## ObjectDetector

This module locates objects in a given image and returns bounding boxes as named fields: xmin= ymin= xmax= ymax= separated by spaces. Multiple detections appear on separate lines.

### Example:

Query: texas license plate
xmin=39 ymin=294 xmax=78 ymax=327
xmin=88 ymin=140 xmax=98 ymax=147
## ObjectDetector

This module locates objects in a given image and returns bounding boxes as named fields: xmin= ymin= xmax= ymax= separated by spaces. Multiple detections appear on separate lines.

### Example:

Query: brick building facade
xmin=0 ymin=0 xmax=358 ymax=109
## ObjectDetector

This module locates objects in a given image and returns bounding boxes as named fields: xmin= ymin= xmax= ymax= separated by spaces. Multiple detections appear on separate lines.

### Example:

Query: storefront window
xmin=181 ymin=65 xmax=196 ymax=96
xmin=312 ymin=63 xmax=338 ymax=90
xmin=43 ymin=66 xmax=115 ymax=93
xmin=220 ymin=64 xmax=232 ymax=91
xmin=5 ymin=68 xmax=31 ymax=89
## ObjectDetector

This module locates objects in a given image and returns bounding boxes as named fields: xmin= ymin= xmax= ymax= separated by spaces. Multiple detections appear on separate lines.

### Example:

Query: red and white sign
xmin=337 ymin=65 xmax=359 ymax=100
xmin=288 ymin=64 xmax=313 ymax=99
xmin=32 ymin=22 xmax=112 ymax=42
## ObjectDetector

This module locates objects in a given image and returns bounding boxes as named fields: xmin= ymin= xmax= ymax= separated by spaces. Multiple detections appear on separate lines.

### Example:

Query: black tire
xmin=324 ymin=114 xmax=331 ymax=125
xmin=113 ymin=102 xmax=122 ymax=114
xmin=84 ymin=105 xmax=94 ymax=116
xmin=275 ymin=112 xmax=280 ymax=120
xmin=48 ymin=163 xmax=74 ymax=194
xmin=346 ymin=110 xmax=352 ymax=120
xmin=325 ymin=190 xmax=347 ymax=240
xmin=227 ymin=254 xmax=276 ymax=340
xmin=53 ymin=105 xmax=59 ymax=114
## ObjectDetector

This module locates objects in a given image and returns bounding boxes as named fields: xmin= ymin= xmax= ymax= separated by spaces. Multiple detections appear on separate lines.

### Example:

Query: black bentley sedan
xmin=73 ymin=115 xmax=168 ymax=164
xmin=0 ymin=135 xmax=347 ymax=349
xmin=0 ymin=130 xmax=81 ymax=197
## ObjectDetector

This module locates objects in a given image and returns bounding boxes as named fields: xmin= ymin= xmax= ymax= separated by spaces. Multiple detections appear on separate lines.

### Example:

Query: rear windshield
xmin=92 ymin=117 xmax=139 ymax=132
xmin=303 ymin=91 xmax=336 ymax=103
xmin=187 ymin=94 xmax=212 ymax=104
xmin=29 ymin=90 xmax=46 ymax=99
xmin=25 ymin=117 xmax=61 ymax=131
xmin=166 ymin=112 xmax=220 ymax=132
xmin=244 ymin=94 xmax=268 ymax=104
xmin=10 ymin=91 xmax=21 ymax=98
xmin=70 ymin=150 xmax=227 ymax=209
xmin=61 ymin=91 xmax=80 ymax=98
########
**Exercise goal**
Quote the material exactly, leaving nothing out.

**Written response**
## ObjectDetector

This module locates objects in a given image and returns bounding boxes as named fields: xmin= ymin= xmax= ymax= separated by spaces. Multiple detections appear on separate lines.

### Example:

Query: texas license plate
xmin=39 ymin=294 xmax=78 ymax=327
xmin=88 ymin=140 xmax=98 ymax=147
## ObjectDetector

This module locates objects in a given image and returns bounding boxes as named fields: xmin= ymin= xmax= ymax= separated by spaces. Multiple detections appear on separate lines.

### Example:

Query: brick building facade
xmin=0 ymin=0 xmax=358 ymax=109
## ObjectDetector

This module locates objects in a given image and returns bounding boxes as named fields: xmin= ymin= xmax= ymax= separated by spaces. Multiple detections appear on separate lines.

### Example:

Query: storefront window
xmin=181 ymin=65 xmax=196 ymax=96
xmin=312 ymin=63 xmax=338 ymax=90
xmin=43 ymin=66 xmax=115 ymax=93
xmin=220 ymin=64 xmax=232 ymax=91
xmin=5 ymin=68 xmax=31 ymax=89
## ObjectDetector

This module locates objects in a given image and returns bounding boxes as named fields: xmin= ymin= xmax= ymax= separated by spaces. Multiple detections appear on separate lines.

### Example:

Query: red and white sign
xmin=337 ymin=65 xmax=359 ymax=100
xmin=288 ymin=64 xmax=313 ymax=99
xmin=32 ymin=22 xmax=112 ymax=42
## ObjectDetector

This module locates objects in a given image and returns bounding boxes as named fields: xmin= ymin= xmax= ymax= separated by spaces. Multiple detections appear on separate lines.

### Example:

Query: black tire
xmin=324 ymin=114 xmax=331 ymax=125
xmin=113 ymin=102 xmax=122 ymax=114
xmin=84 ymin=105 xmax=94 ymax=116
xmin=275 ymin=112 xmax=280 ymax=120
xmin=48 ymin=163 xmax=74 ymax=194
xmin=346 ymin=110 xmax=352 ymax=120
xmin=325 ymin=190 xmax=347 ymax=240
xmin=227 ymin=254 xmax=276 ymax=340
xmin=53 ymin=105 xmax=59 ymax=114
## ObjectDetector

This module locates objects in a given image and returns bounding boxes as named fields: xmin= ymin= xmax= ymax= separated by spaces. Multiple detections appear on separate lines.

### Example:

Query: black bentley sedan
xmin=73 ymin=115 xmax=168 ymax=164
xmin=0 ymin=135 xmax=347 ymax=349
xmin=0 ymin=130 xmax=81 ymax=197
## ObjectDetector

This module locates objects in a given image and returns bounding boxes as named fields: xmin= ymin= xmax= ymax= separated by spaces. Multiple detections appear on separate lines.

### Example:

Query: rear windshield
xmin=92 ymin=117 xmax=139 ymax=132
xmin=303 ymin=91 xmax=336 ymax=103
xmin=187 ymin=94 xmax=212 ymax=104
xmin=29 ymin=90 xmax=46 ymax=99
xmin=25 ymin=117 xmax=61 ymax=131
xmin=166 ymin=112 xmax=220 ymax=132
xmin=244 ymin=94 xmax=268 ymax=104
xmin=10 ymin=91 xmax=21 ymax=98
xmin=70 ymin=150 xmax=227 ymax=209
xmin=61 ymin=91 xmax=80 ymax=98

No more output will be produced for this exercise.